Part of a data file
+---+
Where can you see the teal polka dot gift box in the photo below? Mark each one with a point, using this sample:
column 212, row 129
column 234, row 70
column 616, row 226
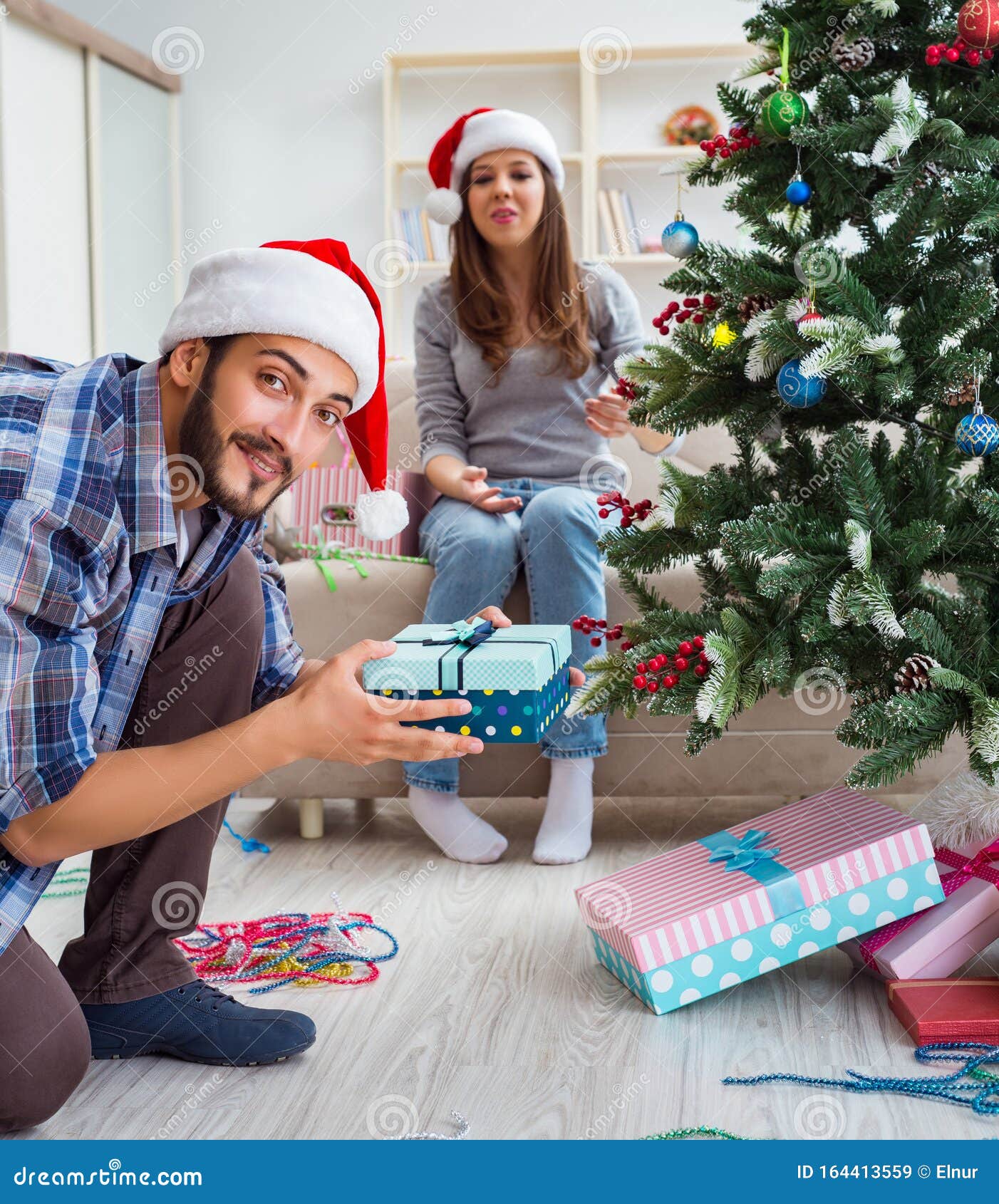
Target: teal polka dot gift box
column 517, row 678
column 756, row 897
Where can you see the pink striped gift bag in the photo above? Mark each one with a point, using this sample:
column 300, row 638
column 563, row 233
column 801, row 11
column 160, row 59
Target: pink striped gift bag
column 324, row 499
column 759, row 896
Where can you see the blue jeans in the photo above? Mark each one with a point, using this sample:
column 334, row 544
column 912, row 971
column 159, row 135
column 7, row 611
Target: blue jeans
column 476, row 556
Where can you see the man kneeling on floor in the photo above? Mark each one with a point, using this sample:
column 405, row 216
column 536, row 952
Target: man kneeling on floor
column 131, row 502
+---+
- Short task: Convert the data above into a JSON list of strings, with one string per line and no strings for blank lines. Include every line of the data, but leave out the pictures.

- Correct output:
[
  "Where can you see the teal polka dot gift box in the photo below? Mark each one with a point, using this sample:",
  "column 212, row 129",
  "column 234, row 70",
  "column 616, row 226",
  "Target: teal polka dot gift box",
  "column 517, row 678",
  "column 756, row 897",
  "Where can you see the pink striped gift bag in the photo above? Mark each one with a point, using this sample:",
  "column 300, row 638",
  "column 563, row 233",
  "column 801, row 11",
  "column 160, row 59",
  "Target: pink striped gift bag",
  "column 324, row 499",
  "column 759, row 896",
  "Where can you see the blue jeans in the photo above? Mark each one with a point, using this sample:",
  "column 334, row 544",
  "column 912, row 971",
  "column 159, row 135",
  "column 7, row 611",
  "Target: blue jeans",
  "column 476, row 556",
  "Where can you see the man kneeling on floor in the photo above? Mark each one with a point, using this sample:",
  "column 405, row 216",
  "column 536, row 952",
  "Target: man kneeling on floor",
  "column 131, row 502"
]